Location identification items
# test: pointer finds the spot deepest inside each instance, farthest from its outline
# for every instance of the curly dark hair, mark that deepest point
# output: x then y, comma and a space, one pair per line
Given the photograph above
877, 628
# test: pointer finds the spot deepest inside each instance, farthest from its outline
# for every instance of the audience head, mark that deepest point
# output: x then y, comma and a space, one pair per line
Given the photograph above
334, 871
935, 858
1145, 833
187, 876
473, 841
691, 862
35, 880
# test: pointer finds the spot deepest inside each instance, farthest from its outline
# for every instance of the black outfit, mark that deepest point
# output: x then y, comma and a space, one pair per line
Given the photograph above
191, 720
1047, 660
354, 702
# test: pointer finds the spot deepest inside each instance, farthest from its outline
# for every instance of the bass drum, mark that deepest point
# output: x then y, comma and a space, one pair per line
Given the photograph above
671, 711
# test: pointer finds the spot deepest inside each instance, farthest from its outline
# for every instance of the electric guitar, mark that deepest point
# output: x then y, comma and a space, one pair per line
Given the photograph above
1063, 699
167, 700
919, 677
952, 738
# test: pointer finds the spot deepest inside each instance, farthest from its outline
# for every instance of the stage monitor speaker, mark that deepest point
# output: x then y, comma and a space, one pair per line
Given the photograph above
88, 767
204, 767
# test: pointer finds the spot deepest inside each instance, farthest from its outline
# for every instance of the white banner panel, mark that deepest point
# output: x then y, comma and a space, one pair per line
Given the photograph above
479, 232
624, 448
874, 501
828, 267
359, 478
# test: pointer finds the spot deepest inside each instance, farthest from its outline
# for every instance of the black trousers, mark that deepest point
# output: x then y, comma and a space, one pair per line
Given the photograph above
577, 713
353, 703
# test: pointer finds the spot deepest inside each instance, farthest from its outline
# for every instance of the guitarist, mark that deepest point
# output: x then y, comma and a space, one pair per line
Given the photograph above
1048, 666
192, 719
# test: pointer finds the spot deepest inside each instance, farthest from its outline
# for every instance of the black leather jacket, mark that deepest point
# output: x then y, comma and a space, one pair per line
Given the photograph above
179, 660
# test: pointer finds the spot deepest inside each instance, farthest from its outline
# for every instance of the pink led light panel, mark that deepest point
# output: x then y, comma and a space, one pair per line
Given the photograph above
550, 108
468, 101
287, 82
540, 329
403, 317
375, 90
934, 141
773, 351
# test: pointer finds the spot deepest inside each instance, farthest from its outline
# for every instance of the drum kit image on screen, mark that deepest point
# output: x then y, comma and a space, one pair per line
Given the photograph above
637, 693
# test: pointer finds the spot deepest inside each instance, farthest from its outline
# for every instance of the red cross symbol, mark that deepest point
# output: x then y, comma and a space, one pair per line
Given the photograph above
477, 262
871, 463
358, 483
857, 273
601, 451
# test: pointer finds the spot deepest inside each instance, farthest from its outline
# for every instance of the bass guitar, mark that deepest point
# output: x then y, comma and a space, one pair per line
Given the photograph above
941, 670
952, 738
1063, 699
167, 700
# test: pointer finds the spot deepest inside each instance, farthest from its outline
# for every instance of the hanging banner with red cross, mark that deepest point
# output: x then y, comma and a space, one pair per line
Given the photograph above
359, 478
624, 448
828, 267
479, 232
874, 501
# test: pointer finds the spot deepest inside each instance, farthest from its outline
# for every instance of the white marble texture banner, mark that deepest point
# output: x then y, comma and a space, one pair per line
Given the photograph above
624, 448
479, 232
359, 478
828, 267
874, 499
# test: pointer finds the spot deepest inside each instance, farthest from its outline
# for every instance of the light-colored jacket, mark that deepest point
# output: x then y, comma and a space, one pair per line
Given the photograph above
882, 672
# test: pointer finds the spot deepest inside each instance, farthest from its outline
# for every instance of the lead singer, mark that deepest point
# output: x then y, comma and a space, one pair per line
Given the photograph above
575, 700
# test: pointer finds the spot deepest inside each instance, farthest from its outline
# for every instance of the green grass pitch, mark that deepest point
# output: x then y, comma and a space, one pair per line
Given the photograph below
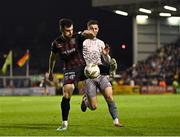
142, 115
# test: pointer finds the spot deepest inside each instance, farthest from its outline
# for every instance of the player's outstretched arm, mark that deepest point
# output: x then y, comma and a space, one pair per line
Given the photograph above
88, 34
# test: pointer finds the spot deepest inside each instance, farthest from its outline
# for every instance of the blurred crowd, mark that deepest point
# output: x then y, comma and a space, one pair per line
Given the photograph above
161, 68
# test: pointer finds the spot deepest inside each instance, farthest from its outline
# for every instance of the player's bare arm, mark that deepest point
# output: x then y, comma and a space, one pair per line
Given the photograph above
106, 56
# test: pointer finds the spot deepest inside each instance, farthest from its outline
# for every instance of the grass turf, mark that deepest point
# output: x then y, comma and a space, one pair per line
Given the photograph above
147, 115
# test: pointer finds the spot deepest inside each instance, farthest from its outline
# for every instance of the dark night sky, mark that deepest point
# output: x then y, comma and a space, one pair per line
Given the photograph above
30, 24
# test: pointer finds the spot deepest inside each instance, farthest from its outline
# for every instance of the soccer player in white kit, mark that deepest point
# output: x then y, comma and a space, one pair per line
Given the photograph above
93, 50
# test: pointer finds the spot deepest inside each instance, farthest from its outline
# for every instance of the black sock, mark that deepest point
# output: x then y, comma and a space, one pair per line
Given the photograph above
65, 107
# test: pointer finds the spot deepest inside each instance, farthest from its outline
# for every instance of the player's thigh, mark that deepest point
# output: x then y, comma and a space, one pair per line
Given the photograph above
68, 90
108, 94
92, 102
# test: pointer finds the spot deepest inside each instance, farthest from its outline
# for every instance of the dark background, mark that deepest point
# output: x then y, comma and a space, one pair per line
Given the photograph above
33, 25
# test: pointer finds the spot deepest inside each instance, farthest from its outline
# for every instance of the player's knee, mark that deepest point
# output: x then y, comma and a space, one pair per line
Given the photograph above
94, 107
109, 98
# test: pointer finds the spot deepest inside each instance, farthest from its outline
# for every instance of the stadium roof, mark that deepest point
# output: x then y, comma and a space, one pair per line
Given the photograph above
132, 6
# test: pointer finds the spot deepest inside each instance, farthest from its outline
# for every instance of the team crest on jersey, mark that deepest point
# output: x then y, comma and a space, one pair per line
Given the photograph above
73, 41
59, 46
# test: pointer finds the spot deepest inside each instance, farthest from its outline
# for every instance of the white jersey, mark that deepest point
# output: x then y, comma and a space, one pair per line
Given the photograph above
92, 50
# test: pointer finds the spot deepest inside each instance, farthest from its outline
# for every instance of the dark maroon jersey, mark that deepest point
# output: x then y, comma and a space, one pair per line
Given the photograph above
70, 50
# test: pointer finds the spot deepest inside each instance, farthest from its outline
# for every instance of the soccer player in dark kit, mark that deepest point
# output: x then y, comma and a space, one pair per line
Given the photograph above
69, 47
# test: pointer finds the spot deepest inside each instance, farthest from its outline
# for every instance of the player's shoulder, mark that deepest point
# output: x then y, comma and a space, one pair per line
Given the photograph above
100, 41
58, 40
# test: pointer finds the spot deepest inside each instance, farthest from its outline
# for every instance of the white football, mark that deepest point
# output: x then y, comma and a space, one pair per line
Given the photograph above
92, 71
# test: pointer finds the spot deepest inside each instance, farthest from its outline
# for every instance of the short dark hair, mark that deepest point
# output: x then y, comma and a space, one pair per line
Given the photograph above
90, 22
65, 22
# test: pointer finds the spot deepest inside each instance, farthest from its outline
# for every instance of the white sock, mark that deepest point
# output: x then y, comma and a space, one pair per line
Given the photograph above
116, 121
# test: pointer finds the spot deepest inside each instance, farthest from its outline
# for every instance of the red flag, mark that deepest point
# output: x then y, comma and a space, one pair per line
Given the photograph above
23, 59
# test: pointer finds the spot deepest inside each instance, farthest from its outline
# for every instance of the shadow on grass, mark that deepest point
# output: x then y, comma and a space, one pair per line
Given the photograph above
30, 126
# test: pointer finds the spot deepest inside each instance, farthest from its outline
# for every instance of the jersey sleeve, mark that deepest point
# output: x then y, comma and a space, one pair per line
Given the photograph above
54, 48
80, 39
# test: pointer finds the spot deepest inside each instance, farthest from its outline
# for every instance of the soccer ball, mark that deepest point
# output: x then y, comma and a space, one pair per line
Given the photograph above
92, 71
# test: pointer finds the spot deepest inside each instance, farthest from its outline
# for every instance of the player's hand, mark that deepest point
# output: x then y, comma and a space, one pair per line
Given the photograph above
106, 51
51, 77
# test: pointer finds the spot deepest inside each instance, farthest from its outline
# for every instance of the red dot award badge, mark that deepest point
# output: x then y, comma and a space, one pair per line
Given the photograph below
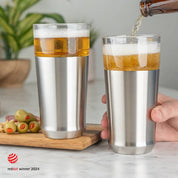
12, 158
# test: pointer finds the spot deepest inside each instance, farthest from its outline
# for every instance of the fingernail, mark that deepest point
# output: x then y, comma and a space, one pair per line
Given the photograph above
159, 115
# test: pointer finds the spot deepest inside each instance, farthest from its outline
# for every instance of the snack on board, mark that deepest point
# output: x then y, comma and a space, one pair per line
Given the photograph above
22, 122
10, 127
22, 127
21, 115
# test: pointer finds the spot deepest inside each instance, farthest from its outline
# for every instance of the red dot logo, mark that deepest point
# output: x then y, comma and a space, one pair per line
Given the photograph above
12, 158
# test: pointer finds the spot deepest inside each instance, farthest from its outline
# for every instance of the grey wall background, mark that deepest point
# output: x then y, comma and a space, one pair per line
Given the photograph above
116, 17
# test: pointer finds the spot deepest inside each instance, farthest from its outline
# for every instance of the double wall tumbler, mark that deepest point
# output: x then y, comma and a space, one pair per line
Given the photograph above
131, 67
61, 52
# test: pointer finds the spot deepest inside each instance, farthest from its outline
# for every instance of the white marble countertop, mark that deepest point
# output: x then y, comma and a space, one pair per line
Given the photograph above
98, 161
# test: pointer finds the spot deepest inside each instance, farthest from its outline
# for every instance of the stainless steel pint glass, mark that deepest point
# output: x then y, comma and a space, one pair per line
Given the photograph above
61, 52
131, 67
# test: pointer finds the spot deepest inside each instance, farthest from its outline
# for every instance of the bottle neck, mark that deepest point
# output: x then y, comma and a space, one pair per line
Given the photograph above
153, 7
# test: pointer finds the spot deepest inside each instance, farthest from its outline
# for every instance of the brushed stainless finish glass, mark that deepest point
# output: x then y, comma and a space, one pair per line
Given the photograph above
62, 89
130, 97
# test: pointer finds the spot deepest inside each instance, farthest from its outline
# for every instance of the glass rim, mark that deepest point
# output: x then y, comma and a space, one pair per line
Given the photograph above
139, 36
67, 25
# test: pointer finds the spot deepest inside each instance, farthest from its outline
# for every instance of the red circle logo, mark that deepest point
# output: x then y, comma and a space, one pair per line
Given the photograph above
12, 158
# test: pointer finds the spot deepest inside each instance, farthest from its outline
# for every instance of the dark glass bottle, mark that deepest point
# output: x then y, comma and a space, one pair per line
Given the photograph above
153, 7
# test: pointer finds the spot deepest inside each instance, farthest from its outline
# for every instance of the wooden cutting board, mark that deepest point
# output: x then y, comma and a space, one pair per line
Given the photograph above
90, 137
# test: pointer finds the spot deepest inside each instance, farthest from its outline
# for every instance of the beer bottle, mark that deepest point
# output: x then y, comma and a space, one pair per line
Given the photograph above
153, 7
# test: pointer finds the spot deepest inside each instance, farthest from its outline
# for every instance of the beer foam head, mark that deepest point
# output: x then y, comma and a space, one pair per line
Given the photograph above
130, 49
55, 32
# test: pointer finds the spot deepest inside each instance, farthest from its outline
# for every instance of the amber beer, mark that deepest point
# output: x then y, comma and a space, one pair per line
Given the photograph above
131, 66
61, 43
127, 57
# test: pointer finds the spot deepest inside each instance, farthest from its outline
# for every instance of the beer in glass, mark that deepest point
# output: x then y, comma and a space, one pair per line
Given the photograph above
131, 66
61, 52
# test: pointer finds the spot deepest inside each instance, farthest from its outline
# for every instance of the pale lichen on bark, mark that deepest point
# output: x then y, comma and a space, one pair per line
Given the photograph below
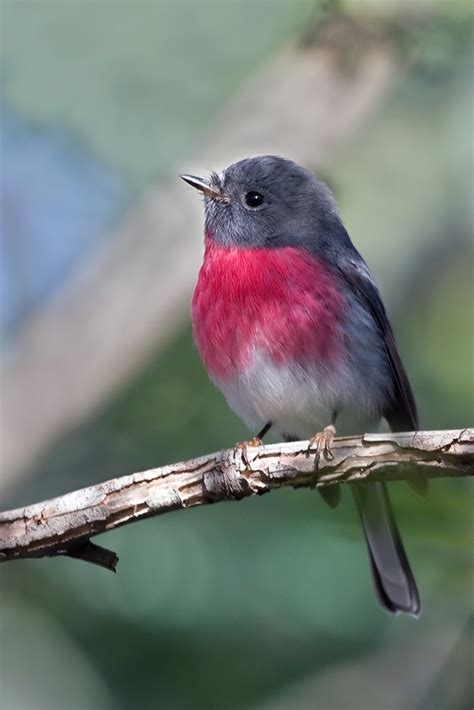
64, 525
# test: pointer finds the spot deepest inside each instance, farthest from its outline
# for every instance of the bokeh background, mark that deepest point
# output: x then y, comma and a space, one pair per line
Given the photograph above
264, 603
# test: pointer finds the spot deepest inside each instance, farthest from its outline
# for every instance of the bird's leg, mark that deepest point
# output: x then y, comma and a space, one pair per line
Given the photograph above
256, 440
322, 442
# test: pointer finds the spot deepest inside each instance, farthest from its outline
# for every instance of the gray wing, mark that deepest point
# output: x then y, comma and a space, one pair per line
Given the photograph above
401, 411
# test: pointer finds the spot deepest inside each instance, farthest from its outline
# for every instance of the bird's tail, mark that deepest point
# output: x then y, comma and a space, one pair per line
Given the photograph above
394, 582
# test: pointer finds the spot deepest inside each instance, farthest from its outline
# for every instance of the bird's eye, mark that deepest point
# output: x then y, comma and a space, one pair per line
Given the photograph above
253, 199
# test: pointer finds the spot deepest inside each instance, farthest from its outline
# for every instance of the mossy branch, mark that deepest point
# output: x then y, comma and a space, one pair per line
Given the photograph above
64, 525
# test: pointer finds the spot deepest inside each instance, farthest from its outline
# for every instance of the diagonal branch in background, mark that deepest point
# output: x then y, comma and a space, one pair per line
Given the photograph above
64, 525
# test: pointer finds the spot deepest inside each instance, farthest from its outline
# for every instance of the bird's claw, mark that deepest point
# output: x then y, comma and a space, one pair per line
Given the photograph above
242, 446
321, 443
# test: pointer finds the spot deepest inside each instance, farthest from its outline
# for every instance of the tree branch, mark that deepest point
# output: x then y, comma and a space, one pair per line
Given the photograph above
64, 525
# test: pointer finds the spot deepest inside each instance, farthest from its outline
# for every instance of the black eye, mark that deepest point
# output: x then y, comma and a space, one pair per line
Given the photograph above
253, 199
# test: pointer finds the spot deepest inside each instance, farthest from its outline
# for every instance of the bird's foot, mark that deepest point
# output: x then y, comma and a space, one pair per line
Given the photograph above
321, 443
242, 446
251, 442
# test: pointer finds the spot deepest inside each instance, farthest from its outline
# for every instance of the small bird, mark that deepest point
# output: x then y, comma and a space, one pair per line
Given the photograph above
291, 327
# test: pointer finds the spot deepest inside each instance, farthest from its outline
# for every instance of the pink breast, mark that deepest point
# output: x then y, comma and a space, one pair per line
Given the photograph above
283, 302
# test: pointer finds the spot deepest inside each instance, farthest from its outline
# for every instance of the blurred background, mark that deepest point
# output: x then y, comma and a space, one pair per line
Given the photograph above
266, 603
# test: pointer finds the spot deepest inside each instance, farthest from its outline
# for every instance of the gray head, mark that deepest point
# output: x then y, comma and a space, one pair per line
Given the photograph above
268, 201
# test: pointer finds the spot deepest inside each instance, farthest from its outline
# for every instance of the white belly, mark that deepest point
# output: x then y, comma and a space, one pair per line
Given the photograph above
298, 400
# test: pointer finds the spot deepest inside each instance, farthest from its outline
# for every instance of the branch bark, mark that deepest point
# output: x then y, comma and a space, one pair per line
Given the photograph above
64, 525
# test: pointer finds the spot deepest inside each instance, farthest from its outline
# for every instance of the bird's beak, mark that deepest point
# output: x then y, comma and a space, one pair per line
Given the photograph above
206, 187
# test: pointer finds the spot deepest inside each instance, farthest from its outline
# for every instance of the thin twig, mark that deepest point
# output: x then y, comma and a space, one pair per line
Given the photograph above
64, 525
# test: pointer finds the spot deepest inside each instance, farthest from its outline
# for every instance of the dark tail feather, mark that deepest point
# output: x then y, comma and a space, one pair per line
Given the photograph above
394, 582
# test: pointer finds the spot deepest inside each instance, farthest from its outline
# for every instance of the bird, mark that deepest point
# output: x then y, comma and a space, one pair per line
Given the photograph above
291, 327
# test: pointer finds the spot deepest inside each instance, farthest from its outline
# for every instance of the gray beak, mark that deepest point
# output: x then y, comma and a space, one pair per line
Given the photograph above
206, 187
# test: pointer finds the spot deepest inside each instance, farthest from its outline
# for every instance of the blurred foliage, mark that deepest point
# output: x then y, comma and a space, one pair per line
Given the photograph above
228, 606
138, 80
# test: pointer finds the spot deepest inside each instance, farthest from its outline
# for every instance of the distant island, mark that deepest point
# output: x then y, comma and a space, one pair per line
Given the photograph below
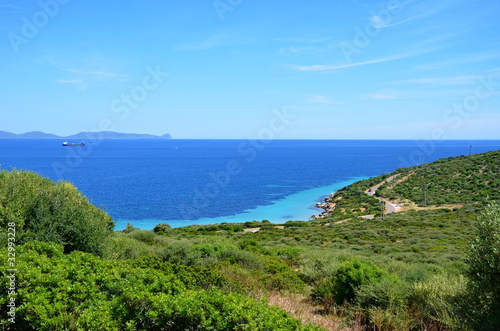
81, 135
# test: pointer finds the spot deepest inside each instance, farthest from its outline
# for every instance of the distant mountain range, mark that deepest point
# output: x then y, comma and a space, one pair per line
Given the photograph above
81, 135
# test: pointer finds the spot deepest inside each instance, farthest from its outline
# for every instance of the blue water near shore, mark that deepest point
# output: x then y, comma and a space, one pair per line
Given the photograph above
183, 182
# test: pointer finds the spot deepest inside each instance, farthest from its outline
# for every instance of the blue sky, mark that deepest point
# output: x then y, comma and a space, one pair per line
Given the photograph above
225, 68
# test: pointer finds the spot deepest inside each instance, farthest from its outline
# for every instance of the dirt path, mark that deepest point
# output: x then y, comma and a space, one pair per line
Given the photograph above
389, 206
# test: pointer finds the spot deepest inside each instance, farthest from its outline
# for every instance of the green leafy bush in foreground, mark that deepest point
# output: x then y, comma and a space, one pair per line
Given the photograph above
348, 278
57, 291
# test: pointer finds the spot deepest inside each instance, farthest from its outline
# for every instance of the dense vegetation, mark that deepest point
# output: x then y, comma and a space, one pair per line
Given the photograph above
422, 269
54, 212
462, 180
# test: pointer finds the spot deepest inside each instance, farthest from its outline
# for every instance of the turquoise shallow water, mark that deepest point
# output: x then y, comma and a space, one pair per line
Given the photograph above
297, 206
185, 182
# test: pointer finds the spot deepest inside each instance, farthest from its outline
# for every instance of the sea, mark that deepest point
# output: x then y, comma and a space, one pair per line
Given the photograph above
185, 182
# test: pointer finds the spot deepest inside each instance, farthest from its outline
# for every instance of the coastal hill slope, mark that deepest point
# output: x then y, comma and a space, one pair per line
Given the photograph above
411, 270
81, 135
446, 183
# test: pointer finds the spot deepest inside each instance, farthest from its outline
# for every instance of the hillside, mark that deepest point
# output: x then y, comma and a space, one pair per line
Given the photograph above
451, 182
415, 269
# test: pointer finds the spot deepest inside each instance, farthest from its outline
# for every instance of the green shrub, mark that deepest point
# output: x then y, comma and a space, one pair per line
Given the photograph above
348, 278
162, 227
483, 309
436, 300
122, 247
51, 212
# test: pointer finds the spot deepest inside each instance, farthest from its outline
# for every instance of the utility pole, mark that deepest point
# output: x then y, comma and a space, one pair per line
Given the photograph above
424, 198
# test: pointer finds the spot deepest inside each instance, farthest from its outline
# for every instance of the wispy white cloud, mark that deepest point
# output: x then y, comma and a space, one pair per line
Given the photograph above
298, 40
70, 81
455, 80
322, 99
413, 94
10, 9
210, 42
461, 59
409, 11
350, 65
102, 74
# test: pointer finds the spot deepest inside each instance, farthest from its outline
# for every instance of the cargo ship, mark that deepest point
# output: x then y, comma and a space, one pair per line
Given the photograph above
73, 144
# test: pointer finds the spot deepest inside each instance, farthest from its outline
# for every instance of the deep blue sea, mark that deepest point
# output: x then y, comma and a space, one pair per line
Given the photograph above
183, 182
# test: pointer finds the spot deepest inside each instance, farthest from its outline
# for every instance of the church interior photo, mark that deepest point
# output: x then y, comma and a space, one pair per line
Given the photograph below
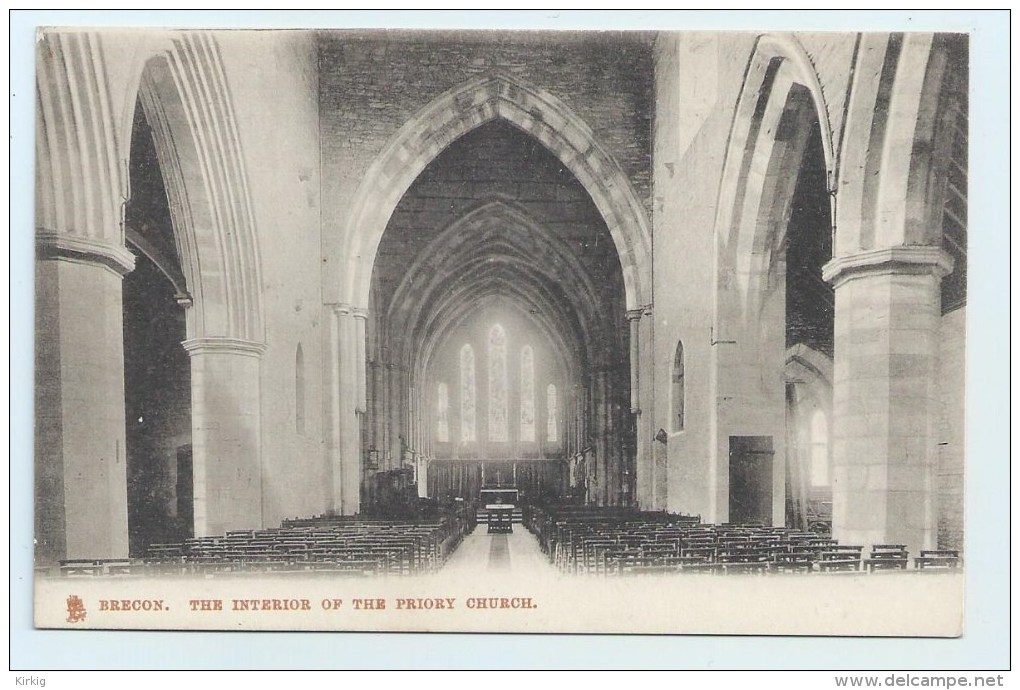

- **SHORT EXERCISE**
Pull out each line of the items above that contains the string "black", copying every such line in full. Matching is case-sensitive.

- **WRITTEN RESPONSE**
# for every instance of the black outfit, mark that deepest point
# for every instance of the black trousers, mark that deepest point
# for every instance of the black leather jacket, mark that deepest point
# for every instance of the black sock, mark that deepest point
# for every instance of the black eye, mark that deepest point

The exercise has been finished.